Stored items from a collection
....
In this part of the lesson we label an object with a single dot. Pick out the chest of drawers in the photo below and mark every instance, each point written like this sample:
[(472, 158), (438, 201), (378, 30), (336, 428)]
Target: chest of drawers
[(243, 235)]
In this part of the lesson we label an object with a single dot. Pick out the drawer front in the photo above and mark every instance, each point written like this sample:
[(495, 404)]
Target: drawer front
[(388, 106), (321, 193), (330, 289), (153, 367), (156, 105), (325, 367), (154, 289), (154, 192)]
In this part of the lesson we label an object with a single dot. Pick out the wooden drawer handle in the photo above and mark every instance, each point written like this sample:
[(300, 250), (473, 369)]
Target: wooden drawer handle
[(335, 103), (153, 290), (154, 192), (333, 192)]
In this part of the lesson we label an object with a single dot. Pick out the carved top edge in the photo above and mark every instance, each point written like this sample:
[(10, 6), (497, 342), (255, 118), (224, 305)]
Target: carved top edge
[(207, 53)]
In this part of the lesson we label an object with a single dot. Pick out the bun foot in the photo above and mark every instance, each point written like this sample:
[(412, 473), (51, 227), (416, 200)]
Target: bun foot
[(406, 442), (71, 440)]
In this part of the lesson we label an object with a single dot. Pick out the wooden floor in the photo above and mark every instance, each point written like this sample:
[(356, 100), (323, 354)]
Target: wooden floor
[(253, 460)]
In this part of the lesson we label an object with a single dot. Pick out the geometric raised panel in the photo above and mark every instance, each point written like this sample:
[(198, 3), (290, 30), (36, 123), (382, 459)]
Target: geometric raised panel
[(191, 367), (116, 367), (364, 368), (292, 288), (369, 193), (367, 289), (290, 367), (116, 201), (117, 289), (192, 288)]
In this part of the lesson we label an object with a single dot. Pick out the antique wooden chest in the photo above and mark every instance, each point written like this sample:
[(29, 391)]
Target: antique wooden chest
....
-- Problem requirements --
Reproduce all the records above, substituting "single point" for every occurrence of "single dot" and leaving everything else unchanged.

-- Worked solution --
In this part of the lesson we label an object with a single point. Pick out the chest of drawers in the photo below and mark every instance, each point written like this sample:
[(472, 158), (438, 201), (378, 30), (336, 428)]
Target: chest of drawers
[(243, 235)]
In this part of the lesson we label an object with a single point. Pick out the drawer front in the photo above and mark every instance, each point written like this sample:
[(495, 404)]
Target: drawer front
[(388, 106), (321, 193), (330, 289), (153, 367), (156, 105), (325, 367), (154, 289), (154, 192)]
In this part of the lesson we label an object with a single point. Pick out the wooden drawer handle in the photo above and mark every instance, each point written like this sample:
[(300, 250), (473, 369)]
Target: wooden drawer handle
[(335, 103), (153, 290), (154, 192), (333, 192)]
In this part of the lesson we label an object with a single point. Pick out the carved top edge in the photo above and mark every instance, each point written like this sample:
[(10, 6), (497, 342), (255, 118), (224, 305)]
Target: carved top edge
[(207, 53)]
In this part of the lesson we label an object with a single point. Pick out the bun foot in the photo above and mark every instance, each point written like this sample:
[(412, 473), (51, 227), (416, 200)]
Target: bun foot
[(406, 442), (71, 440)]
In this part of the lesson we label an object with a single point. Pick out the wooden floor in the photo above and mark every instance, each point written like this sample:
[(356, 100), (323, 354)]
Target: wooden floor
[(253, 460)]
In this part of the lesson we label an object with a single point. Pick out the geometric raised panel in the photo above and mark every instance, each point written like this sample:
[(198, 3), (290, 30), (36, 123), (382, 459)]
Target: geometric raised panel
[(191, 367), (116, 367), (364, 368), (292, 288), (369, 193), (367, 289), (290, 367), (116, 201), (117, 289), (192, 288)]
In this part of the lesson we label an object with a single point. Pick out the antique wooden chest in the photo above and mark every instance, each point written like this sample:
[(29, 391)]
Target: antique wooden chest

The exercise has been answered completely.